◆ Stored data entries ◆
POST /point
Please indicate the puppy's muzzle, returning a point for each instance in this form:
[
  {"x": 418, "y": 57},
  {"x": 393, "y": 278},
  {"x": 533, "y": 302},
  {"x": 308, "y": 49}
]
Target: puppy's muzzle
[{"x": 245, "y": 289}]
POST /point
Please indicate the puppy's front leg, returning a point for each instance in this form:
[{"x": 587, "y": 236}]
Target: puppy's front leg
--
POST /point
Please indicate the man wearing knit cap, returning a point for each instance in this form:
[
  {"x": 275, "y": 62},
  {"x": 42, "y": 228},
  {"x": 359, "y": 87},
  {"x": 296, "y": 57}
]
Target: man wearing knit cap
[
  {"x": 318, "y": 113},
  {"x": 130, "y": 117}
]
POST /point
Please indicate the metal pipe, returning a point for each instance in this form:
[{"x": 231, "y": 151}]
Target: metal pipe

◆ Assigned task ◆
Wherever the word "each" occurs in the data, copy that whole line.

◆ Finished task ◆
Please indicate the puppy's muzzle, returning a point for each instance in this form:
Please indicate the puppy's front leg, returning a point for each instance in this form:
Please indicate the man wearing knit cap, returning a point for each instance in this form:
Please indicate the metal pipe, returning a point for each instance in this form:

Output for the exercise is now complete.